## Task
Below are some records; return each one exactly.

* begin Data shown *

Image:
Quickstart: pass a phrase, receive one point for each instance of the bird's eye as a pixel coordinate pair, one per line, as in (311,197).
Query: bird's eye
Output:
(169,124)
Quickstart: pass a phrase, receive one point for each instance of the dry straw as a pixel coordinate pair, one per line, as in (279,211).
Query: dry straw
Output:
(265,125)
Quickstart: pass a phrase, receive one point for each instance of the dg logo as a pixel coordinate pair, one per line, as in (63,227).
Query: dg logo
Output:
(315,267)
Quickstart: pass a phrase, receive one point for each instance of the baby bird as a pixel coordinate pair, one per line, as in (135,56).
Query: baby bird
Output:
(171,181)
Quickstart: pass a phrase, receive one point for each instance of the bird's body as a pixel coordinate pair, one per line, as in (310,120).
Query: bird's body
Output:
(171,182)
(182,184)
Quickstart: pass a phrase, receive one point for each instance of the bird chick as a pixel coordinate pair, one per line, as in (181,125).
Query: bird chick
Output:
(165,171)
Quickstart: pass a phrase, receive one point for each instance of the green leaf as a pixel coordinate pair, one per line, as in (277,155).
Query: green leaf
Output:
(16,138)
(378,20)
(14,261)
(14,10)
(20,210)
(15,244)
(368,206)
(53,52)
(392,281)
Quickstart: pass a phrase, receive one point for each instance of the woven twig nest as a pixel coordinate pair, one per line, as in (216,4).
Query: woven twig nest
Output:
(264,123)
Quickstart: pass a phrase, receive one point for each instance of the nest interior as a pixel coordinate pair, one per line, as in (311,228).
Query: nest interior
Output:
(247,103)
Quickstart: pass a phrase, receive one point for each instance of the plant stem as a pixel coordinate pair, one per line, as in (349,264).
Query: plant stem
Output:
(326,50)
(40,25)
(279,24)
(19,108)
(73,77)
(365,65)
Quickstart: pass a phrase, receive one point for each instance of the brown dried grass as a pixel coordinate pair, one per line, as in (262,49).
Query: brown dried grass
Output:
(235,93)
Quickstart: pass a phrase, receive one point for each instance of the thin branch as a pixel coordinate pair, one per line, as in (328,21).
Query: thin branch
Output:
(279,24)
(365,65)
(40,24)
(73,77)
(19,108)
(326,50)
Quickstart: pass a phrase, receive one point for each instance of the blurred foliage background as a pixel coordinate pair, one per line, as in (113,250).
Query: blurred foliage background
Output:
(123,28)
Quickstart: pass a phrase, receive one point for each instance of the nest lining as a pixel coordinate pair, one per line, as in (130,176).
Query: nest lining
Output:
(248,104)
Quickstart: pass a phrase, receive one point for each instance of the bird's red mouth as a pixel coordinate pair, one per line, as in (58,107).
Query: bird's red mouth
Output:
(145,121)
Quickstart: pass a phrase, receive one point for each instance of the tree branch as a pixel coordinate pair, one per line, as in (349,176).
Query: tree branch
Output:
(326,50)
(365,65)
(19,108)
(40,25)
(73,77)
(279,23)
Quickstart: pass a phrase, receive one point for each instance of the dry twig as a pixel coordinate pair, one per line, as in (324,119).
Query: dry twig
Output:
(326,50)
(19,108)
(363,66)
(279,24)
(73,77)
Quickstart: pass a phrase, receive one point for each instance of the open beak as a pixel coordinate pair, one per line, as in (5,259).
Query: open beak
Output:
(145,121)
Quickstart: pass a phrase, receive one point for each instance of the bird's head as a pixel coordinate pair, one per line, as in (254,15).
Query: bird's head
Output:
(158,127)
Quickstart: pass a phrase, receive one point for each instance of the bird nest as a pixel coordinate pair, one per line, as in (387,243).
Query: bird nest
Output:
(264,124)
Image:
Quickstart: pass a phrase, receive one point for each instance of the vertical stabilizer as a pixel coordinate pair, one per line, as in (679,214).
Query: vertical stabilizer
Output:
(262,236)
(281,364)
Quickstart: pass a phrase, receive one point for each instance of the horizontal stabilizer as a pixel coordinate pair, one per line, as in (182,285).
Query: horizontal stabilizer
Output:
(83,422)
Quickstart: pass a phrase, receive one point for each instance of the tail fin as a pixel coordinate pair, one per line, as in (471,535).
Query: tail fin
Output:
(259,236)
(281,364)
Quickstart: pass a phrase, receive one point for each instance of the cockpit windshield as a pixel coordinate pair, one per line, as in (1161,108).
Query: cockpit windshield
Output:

* end Data shown *

## Right answer
Image:
Quickstart: pass a phrase, receive one point for each instance of the bird's eye as a pixel coordinate pair, one per line, as in (311,197).
Query: bird's eye
Output:
(169,124)
Quickstart: pass a phrase, receive one point for each instance of the dry straw as a pixel coordinate pair, one per line, as in (279,211).
Query: dry straw
Output:
(265,125)
Quickstart: pass a phrase, receive one point for each instance of the dg logo as a pixel coordinate pair, one per line, as in (63,227).
Query: dg logo
Output:
(315,267)
Quickstart: pass a phrase, receive one point for each instance of the baby bird as a pixel coordinate pair, one per line, as in (135,56).
Query: baby bird
Output:
(171,181)
Quickstart: pass a phrase, receive one point for each instance of the bird's body as a pixel coordinate pair, one per line, as in (310,120).
Query: bird's body
Output:
(171,182)
(182,184)
Quickstart: pass a phrase, receive one point for each instance of the bird chick as a pixel coordinate pair, one per line, as in (181,125).
Query: bird chick
Output:
(165,171)
Quickstart: pass a phrase, receive one point for each instance of the green leaf as a pixel coordinate pair, one per line, as in (277,155).
Query: green leaf
Output:
(16,138)
(378,20)
(14,261)
(14,10)
(20,210)
(15,244)
(368,206)
(53,52)
(392,281)
Quickstart: pass a phrase, receive one point for each instance of the woven twig nest as a pixel coordinate pair, one per line, as in (216,4).
Query: woven twig nest
Output:
(264,123)
Quickstart: pass a phrase, receive one point for each instance of the nest interior as a pixel coordinate pair, one per line, as in (311,228).
Query: nest interior
Output:
(247,103)
Quickstart: pass a phrase, receive one point for each instance of the plant stem as a pixel coordinate pair, one per line, as in (349,264).
Query: plant stem
Output:
(326,50)
(40,25)
(279,24)
(19,108)
(73,77)
(365,65)
Quickstart: pass a phrase, receive one point for each instance of the brown dried grass as a pixel coordinate pair, one per line, as in (262,49).
Query: brown dried grass
Output:
(235,93)
Quickstart: pass a phrase, receive one point for each instance of the thin branch as a pixel coordinate pair, one per line, as in (328,21).
Query: thin branch
Output:
(279,24)
(365,65)
(40,24)
(73,77)
(19,108)
(326,50)
Quickstart: pass a phrase, receive one point for each instance of the blurred foliage background as a pixel coordinate pair, one per line, as in (113,250).
Query: blurred foliage background
Output:
(123,28)
Quickstart: pass a phrase, receive one point for each instance of the nest lining as a pixel coordinate pair, one per line, as in (130,176).
Query: nest lining
Output:
(248,104)
Quickstart: pass a phrase, receive one point for each instance of the bird's red mouth as a pixel coordinate pair, one per line, as in (58,107).
Query: bird's red mouth
Output:
(145,121)
Quickstart: pass a phrase, receive one point for each instance of the tree branch as a pixel coordinate pair, one per line, as in (349,176).
Query: tree branch
Output:
(326,50)
(365,65)
(19,108)
(40,25)
(73,77)
(279,23)
Quickstart: pass a phrase, receive one point for each instance of the dry twig as a pixel coordinate pair, one per line, as in (324,119).
Query: dry twig
Output:
(326,50)
(19,108)
(363,66)
(279,24)
(73,77)
Quickstart: pass a phrase, receive one point for each instance of the open beak as a pixel coordinate pair, one per line, as in (5,259).
Query: open beak
Output:
(145,121)
Quickstart: pass a phrase, receive one point for each instance of the bird's head as a pixel coordinate pair, one per line, as in (254,15).
Query: bird's head
Output:
(158,127)
Quickstart: pass a phrase, receive one point for each instance of the bird nest as a pixel coordinate pair, one per line, as in (387,243).
Query: bird nest
Output:
(264,124)
Image:
Quickstart: pass a phrase, receive one point for each instance of the vertical stabilizer as a pixel coordinate pair, one per line, as in (679,214).
Query: vertical stabilizer
Output:
(262,236)
(281,364)
Quickstart: pass a phrase, receive one point for each instance of the horizontal stabilizer as a pixel coordinate pair, one per line, as in (182,285).
Query: horizontal stabilizer
Output:
(83,422)
Quickstart: pass a phrase, receive one point for each instance of the tail fin as a pixel coordinate pair, one per line, as in (471,535).
Query: tail fin
Output:
(259,236)
(281,364)
Quickstart: pass a phrase, receive one point for each instance of the cockpit windshield as a pixel coordinate pair, one per line, as in (1161,108).
Query: cockpit windshield
Output:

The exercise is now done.